L’Eau, L’Industrie, Les Nuisances : Vos technologies sont-elles accessibles aux petites collectivités rurales, souvent limitées en ressources, ou ciblent-elles principalement les grandes infrastructures ?
F.R : Une des forces principales des produits SOFREL réside dans des solutions dédiées au métier de l’eau pour des utilisateurs ne nécessitant pas de compétences en programmation, automatisme, ou télécommunications. Cette simplicité d’installation et de paramétrage des équipements Lacroix a permis de les rendre parfaitement accessibles aux petites collectivités comme aux grands exploitants. La modularité des produits permet également de les faire évoluer facilement au fil du temps en commençant par les fonctions essentielles (téléalarme et télésurveillance) pouvant évoluer progressivement vers des fonctionnalités plus puissantes (télégestion, télérégulation, automatismes…).
Afin d’être toujours au plus proche des besoins du terrain, Lacroix collabore régulièrement sur des projets innovants avec des collectivités locales, des exploitants et des industriels. Cela amène à réaliser des co-développements et à veiller à ce que toutes les solutions soient testées en vraie grandeur avant d’être commercialisées.

Documents sources ::

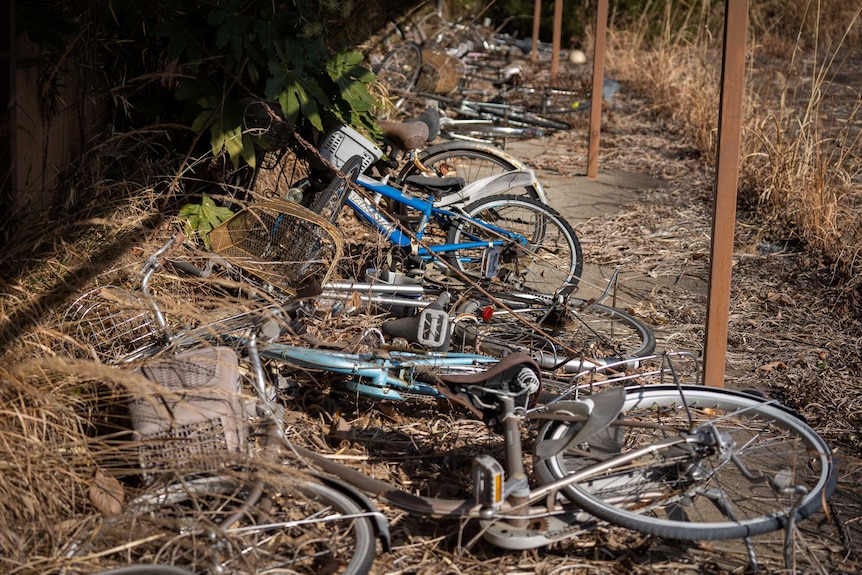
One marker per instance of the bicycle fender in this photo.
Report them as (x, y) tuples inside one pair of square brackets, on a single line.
[(381, 524), (600, 409), (489, 186)]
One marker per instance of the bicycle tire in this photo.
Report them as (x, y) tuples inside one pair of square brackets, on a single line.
[(329, 201), (665, 493), (249, 527), (592, 331), (554, 256), (399, 69)]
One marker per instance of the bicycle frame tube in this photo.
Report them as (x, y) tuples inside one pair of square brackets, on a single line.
[(368, 211), (383, 378)]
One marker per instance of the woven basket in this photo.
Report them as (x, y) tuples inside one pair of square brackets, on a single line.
[(440, 72), (280, 242)]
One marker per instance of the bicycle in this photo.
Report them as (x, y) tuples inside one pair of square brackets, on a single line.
[(192, 425), (510, 239), (674, 461), (678, 461)]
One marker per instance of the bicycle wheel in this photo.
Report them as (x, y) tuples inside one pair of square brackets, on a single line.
[(515, 116), (146, 569), (329, 201), (237, 526), (487, 131), (399, 69), (577, 330), (549, 261), (702, 489)]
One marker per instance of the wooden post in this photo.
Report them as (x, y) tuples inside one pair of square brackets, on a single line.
[(726, 182), (555, 42), (598, 82), (8, 168), (537, 20)]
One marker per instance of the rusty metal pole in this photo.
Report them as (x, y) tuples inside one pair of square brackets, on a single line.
[(598, 81), (726, 182), (555, 42), (537, 20)]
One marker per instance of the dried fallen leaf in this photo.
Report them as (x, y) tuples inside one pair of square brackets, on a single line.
[(106, 494), (780, 298), (772, 365)]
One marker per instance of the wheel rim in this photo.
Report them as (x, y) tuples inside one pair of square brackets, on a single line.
[(677, 498)]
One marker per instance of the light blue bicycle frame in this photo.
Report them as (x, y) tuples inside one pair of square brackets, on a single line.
[(388, 377)]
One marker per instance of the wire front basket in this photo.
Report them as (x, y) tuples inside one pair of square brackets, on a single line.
[(111, 324), (280, 242)]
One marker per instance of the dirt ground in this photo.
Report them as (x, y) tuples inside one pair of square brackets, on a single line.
[(791, 334)]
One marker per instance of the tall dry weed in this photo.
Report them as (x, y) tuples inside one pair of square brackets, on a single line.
[(801, 166)]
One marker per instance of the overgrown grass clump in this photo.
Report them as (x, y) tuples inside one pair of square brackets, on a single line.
[(801, 167)]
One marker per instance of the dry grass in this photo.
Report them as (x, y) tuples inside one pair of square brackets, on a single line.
[(792, 332), (801, 166)]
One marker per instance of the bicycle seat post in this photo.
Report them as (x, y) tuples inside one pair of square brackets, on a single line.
[(516, 478)]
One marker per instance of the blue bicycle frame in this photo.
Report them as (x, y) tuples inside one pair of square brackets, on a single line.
[(368, 211)]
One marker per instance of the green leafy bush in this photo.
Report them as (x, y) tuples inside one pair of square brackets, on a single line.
[(203, 218)]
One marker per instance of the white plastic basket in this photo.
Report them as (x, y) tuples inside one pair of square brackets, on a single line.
[(344, 143)]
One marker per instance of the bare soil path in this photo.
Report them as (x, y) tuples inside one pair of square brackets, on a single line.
[(791, 335)]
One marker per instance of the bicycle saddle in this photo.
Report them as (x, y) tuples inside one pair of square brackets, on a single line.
[(437, 185), (516, 376), (406, 135)]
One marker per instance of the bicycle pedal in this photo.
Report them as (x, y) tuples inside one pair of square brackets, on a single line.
[(433, 329), (488, 478), (490, 262)]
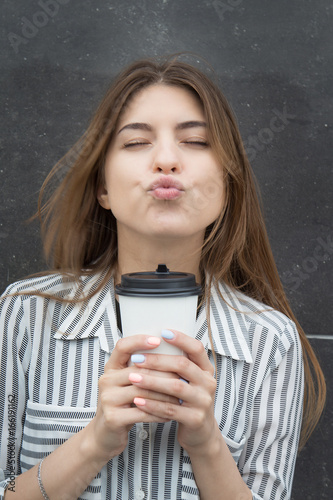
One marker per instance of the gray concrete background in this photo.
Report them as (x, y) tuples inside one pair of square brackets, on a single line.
[(271, 58)]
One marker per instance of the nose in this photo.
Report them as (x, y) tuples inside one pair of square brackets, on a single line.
[(167, 159)]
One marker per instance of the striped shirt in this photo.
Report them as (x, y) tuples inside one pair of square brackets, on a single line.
[(52, 354)]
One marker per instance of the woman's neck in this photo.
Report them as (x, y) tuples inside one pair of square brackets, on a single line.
[(178, 255)]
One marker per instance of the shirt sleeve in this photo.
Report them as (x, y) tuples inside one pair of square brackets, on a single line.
[(268, 460), (14, 354)]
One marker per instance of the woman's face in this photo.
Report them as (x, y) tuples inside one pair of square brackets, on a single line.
[(161, 177)]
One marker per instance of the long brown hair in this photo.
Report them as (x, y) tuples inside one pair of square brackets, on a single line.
[(80, 236)]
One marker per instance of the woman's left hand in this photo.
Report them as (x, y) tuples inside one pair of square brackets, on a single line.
[(195, 410)]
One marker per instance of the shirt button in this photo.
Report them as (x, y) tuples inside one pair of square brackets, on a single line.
[(139, 495), (143, 434)]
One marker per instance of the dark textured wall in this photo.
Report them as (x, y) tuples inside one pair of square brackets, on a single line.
[(274, 62)]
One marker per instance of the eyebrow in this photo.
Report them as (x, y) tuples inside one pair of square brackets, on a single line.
[(149, 128)]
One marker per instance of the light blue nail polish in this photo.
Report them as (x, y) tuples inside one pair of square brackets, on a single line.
[(138, 358), (167, 334)]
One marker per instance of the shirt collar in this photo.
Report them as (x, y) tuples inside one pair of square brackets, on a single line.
[(97, 318)]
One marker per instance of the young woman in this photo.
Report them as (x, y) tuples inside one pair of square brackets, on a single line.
[(160, 176)]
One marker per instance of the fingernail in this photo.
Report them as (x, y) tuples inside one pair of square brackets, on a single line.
[(167, 334), (135, 377), (138, 358), (153, 341), (139, 401)]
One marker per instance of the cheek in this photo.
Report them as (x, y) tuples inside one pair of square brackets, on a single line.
[(211, 194)]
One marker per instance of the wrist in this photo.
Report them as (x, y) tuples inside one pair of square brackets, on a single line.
[(90, 450), (210, 448)]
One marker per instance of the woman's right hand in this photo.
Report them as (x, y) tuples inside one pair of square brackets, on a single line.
[(116, 413)]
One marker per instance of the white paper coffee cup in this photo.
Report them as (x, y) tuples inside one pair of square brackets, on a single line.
[(160, 300)]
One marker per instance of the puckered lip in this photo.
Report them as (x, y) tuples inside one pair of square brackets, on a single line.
[(166, 188)]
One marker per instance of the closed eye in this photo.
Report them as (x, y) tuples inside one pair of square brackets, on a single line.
[(199, 143)]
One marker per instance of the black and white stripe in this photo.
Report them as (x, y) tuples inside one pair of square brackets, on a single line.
[(53, 353)]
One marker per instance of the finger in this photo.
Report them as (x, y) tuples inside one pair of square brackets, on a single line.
[(130, 416), (180, 366), (126, 346), (192, 347), (166, 411), (174, 390), (147, 389)]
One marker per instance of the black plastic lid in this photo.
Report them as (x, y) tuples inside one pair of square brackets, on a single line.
[(161, 283)]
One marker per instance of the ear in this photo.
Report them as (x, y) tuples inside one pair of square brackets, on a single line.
[(103, 198)]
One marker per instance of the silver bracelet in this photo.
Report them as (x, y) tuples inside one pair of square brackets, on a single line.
[(39, 477)]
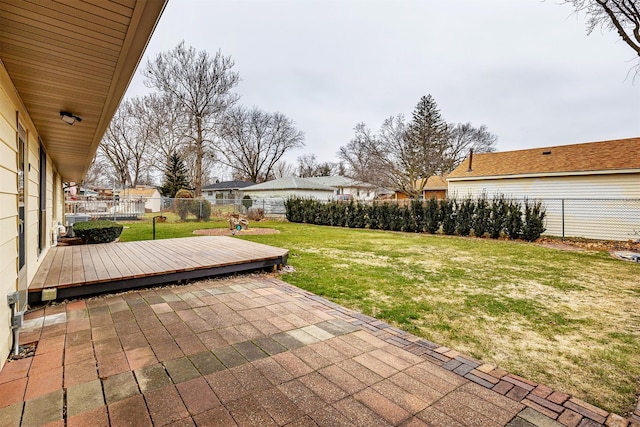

Tâches et exercices ::
a. Indiquez si chacune des affirmations suivantes concorde avec le texte d'étude en répondant par oui ou par non, puis citez les mots du texte qui le justifient. (i) Les produits SOFREL exigent de leurs utilisateurs des compétences en programmation. (ii) Les solutions de Lacroix sont testées en vraie grandeur avant d'être commercialisées. (iii) Les produits peuvent débuter par la téléalarme et la télésurveillance.
b. Résumez le texte d'étude en deux phrases.

Corrigés des exercices ::
a.
(i) Non : « pour des utilisateurs ne nécessitant pas de compétences en programmation, automatisme, ou télécommunications ».
(ii) Oui : « veiller à ce que toutes les solutions soient testées en vraie grandeur avant d’être commercialisées ».
(iii) Oui : « en commençant par les fonctions essentielles (téléalarme et télésurveillance) ».

b. Les produits SOFREL s'installent et se paramètrent simplement, sans compétences en programmation, automatisme ou télécommunications, ce qui les rend accessibles aux petites collectivités comme aux grands exploitants. Modulaires, ils peuvent évoluer de la téléalarme et de la télésurveillance vers des fonctions plus puissantes, et Lacroix les co-développe avec des collectivités, des exploitants et des industriels en les testant en vraie grandeur avant leur commercialisation.